Grace Woodward_0000s_0065_DSCF0117.jpg


From acting to producing, Alistair Petrie has been gracing our TV screens for many years now. We delve deeper into the actor’s journey so far, and talk career, advice, struggles and joys of working in the competitive profession that so many are trying to be a part of.

He’s experiencing some extreme pain with every step that he takes, but that wasn’t enough to stop Alistair from turning up to this interview. I’ve never met someone with so much determination to not cancel. When he finally manages to take a seat opposite me, I actually feel really bad. Surely, he should have rescheduled.

“Knowing the amount of people that are involved and the amount of time, organisation and planning that goes into these sort of things, I could never be one of those people to just call an hour and a half before and say that my back is bad, so I won’t be making it,” he shrugs. “Even though I’ve arrived, and I can barely fucking move.”

══════

*Given exercise A*. Rewrite the interview text between "He’s experiencing some" and "should have rescheduled.", inclusive, changing "interview" to "photo shoot".
*Given exercise B*. In the interview text, which part of his body does Alistair say is bad?

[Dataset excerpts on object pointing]
══════

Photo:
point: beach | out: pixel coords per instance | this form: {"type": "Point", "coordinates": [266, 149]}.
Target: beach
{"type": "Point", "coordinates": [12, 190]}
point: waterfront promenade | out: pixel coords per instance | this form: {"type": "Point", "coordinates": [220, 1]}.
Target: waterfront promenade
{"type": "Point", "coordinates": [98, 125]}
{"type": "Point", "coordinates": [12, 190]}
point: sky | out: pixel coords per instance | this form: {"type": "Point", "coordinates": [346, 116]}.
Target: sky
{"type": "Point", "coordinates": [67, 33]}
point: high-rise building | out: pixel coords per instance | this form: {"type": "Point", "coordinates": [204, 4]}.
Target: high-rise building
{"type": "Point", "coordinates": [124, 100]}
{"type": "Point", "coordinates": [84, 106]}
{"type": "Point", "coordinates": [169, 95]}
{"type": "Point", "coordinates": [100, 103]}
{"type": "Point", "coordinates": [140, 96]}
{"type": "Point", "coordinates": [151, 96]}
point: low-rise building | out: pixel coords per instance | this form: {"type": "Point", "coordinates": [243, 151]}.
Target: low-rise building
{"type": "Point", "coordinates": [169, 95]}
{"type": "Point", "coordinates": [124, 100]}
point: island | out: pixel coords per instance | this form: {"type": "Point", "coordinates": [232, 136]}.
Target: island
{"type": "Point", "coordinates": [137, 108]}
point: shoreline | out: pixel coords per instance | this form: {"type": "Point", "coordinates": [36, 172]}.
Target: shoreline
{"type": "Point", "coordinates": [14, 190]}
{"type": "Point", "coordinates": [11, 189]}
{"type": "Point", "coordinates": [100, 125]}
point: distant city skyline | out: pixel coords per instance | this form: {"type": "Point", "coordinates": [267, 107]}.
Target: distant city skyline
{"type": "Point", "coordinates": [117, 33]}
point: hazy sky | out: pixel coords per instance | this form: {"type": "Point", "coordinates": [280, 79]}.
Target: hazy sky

══════

*Output A*.
He’s experiencing some extreme pain with every step that he takes, but that wasn’t enough to stop Alistair from turning up to this photo shoot. I’ve never met someone with so much determination to not cancel. When he finally manages to take a seat opposite me, I actually feel really bad. Surely, he should have rescheduled.

*Output B*. His back.